Can you write out the whole passage on quantum measurement and the observer, word for word?

» Page
-- START --

David Bohm agreed that what is observed is distinct from the observer:

If it were necessary to give all parts of the world a completely quantum-mechanical description, a person trying to apply quantum theory to the process of observation would be faced with an insoluble paradox. This would be so because he would then have to regard himself as something connected inseparably with the rest of the world. On the other hand,the very idea of making an observation implies that what is observed is totally distinct from the person observing it.
And John Bell said:
It would seem that the [quantum] theory is exclusively concerned about 'results of measurement', and has nothing to say about anything else. What exactly qualifies some physical systems to play the role of 'measurer'? Was the wavefunction of the world waiting to jump for thousands of millions of years until a single-celled living creature appeared? Or did it have to wait a little longer, for some better qualified system...with a Ph.D.? If the theory is to apply to anything but highly idealised laboratory operations, are we not obliged to admit that more or less 'measurement-like' processes are going on more or less all the time, more or less everywhere? Do we not have jumping then all the time?
Three Essential Steps in a "Measurement" and "Observation"
We can distinguish three required elements in a measurement that can clarify the ongoing debate about the role of a conscious observer.
  1. In standard quantum theory, the first required element is the collapse of the wave-function. This is the Dirac projection postulate and von Neumann Process 1.

    However, the collapse might not leave a determinate record. If nothing in the environment is macroscopically affected so as to leave an indelible record of the collapse, we can say that no information about the collapse is created. The overwhelming fraction of collapses are of this kind. Moreover, information might actually be destroyed. For example, collisions between atoms or molecules in a gas that erase past information about their paths.

  2. If the collapse occurs when the quantum system is entangled with a macroscopic measurement apparatus, a well-designed apparatus will also "collapse" into a correlated "pointer" state.

    As we showed above for photons, the detector in the upper half of a Stern-Gerlach apparatus will fire, indicating detection of an electron with spin up. As with photons, if the probability amplitude | ↑ > in the upper half does not collapse as the electron is detected, it can still be recombined with the probability amplitude | ↓ > in the lower half to reconstruct the unseparated beam.

-- END --

Excerpts from a point labeling dataset:

-- START --

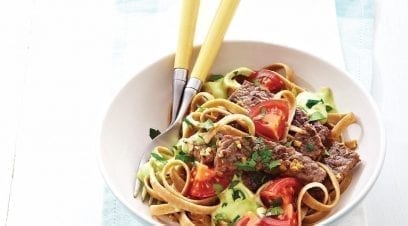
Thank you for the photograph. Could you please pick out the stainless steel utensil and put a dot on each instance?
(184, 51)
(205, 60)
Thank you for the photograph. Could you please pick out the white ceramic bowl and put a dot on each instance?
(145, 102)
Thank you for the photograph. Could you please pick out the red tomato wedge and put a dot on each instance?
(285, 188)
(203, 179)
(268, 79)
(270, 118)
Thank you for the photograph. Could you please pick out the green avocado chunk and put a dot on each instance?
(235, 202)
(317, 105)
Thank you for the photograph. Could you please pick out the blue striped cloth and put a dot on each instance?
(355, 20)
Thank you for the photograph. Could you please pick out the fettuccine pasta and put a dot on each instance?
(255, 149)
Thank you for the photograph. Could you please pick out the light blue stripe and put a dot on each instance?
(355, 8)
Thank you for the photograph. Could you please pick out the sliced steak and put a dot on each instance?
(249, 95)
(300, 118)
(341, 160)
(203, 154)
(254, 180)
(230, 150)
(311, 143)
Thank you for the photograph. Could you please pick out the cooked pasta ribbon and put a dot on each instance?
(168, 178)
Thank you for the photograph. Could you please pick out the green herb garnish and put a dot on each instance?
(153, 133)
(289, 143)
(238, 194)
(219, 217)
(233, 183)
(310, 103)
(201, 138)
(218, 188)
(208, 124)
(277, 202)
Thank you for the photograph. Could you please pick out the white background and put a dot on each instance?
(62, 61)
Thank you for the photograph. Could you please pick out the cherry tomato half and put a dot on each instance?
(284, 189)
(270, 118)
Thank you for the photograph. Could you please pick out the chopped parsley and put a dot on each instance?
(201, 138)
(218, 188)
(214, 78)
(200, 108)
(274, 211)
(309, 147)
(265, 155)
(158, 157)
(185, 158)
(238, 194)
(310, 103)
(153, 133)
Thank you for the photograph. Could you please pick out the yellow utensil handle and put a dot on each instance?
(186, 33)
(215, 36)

-- END --

» Output
David Bohm agreed that what is observed is distinct from the observer:

If it were necessary to give all parts of the world a completely quantum-mechanical description, a person trying to apply quantum theory to the process of observation would be faced with an insoluble paradox. This would be so because he would then have to regard himself as something connected inseparably with the rest of the world. On the other hand,the very idea of making an observation implies that what is observed is totally distinct from the person observing it.
And John Bell said:
It would seem that the [quantum] theory is exclusively concerned about 'results of measurement', and has nothing to say about anything else. What exactly qualifies some physical systems to play the role of 'measurer'? Was the wavefunction of the world waiting to jump for thousands of millions of years until a single-celled living creature appeared? Or did it have to wait a little longer, for some better qualified system...with a Ph.D.? If the theory is to apply to anything but highly idealised laboratory operations, are we not obliged to admit that more or less 'measurement-like' processes are going on more or less all the time, more or less everywhere? Do we not have jumping then all the time?
Three Essential Steps in a "Measurement" and "Observation"
We can distinguish three required elements in a measurement that can clarify the ongoing debate about the role of a conscious observer.
  1. In standard quantum theory, the first required element is the collapse of the wave-function. This is the Dirac projection postulate and von Neumann Process 1.

    However, the collapse might not leave a determinate record. If nothing in the environment is macroscopically affected so as to leave an indelible record of the collapse, we can say that no information about the collapse is created. The overwhelming fraction of collapses are of this kind. Moreover, information might actually be destroyed. For example, collisions between atoms or molecules in a gas that erase past information about their paths.

  2. If the collapse occurs when the quantum system is entangled with a macroscopic measurement apparatus, a well-designed apparatus will also "collapse" into a correlated "pointer" state.

    As we showed above for photons, the detector in the upper half of a Stern-Gerlach apparatus will fire, indicating detection of an electron with spin up. As with photons, if the probability amplitude | ↑ > in the upper half does not collapse as the electron is detected, it can still be recombined with the probability amplitude | ↓ > in the lower half to reconstruct the unseparated beam.